What is needed here is every line of the records that includes "below".

START Data to examine

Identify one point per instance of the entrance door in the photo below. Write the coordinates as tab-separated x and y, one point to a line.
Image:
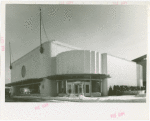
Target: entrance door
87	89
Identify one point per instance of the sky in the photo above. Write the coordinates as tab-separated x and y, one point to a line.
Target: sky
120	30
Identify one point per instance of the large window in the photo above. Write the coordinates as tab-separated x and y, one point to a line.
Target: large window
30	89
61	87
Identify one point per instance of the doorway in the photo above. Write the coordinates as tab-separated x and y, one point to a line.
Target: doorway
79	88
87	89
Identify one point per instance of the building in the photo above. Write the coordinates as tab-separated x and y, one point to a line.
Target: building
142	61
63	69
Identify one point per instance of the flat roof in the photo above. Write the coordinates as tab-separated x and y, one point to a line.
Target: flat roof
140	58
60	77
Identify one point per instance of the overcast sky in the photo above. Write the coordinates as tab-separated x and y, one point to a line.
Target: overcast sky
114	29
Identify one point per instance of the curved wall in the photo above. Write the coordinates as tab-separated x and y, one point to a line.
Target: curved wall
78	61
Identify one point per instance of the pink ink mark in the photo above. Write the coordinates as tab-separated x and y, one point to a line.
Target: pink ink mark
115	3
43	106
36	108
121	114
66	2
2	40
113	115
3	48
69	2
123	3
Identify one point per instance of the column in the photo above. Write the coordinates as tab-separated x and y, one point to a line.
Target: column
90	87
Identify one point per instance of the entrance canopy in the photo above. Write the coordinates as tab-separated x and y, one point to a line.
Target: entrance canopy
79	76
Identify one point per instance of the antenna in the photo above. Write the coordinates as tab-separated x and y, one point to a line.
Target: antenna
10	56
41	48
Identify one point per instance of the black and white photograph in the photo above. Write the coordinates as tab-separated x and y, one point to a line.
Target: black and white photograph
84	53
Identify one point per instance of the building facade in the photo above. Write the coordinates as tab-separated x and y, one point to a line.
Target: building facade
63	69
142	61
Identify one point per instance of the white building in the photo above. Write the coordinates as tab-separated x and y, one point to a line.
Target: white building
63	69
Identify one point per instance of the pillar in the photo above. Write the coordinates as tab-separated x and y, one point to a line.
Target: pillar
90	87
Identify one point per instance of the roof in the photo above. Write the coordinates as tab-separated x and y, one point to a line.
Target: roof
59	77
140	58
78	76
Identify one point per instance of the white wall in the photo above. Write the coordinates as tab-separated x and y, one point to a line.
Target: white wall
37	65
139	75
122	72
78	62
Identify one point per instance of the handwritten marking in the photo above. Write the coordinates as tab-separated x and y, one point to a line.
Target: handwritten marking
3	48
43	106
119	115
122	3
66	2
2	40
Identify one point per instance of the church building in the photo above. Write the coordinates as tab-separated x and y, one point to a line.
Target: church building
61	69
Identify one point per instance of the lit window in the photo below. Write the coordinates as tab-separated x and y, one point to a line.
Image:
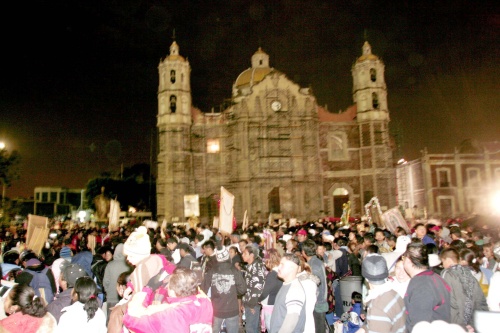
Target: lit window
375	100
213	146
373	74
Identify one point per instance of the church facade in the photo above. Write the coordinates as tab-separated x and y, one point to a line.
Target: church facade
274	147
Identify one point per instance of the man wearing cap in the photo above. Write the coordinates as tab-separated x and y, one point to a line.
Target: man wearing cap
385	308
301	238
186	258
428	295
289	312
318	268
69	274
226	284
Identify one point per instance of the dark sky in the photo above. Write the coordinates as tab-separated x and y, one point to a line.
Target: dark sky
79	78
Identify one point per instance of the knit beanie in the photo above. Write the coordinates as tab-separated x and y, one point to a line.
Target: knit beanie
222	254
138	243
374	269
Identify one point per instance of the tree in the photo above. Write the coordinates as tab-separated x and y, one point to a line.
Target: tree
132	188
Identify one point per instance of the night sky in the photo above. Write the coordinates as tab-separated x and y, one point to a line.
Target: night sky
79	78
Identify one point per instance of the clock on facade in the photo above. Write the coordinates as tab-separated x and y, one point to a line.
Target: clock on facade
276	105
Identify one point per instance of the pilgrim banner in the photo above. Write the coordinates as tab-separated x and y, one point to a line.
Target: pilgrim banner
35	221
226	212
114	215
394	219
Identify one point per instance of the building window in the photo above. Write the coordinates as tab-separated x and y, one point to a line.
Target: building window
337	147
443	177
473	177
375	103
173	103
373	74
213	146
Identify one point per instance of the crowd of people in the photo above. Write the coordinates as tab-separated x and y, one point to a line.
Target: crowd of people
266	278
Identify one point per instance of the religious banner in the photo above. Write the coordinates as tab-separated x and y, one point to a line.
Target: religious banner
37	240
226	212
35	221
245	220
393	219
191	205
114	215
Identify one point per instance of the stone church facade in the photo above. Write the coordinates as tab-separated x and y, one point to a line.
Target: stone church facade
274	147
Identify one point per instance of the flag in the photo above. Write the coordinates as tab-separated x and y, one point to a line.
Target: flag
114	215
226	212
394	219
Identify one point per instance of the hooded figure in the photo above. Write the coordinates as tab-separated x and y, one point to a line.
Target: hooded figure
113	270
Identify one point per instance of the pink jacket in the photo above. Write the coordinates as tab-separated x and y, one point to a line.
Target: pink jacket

END Data to examine

Result:
Identify one point per instance of the entrance door in the photo below. Write the coordinates as tab-separated x and y, one point to a line.
Identify one point per instance of the lit window in the photo below. Write the coordinates as tab-separated x and y, one point to a line.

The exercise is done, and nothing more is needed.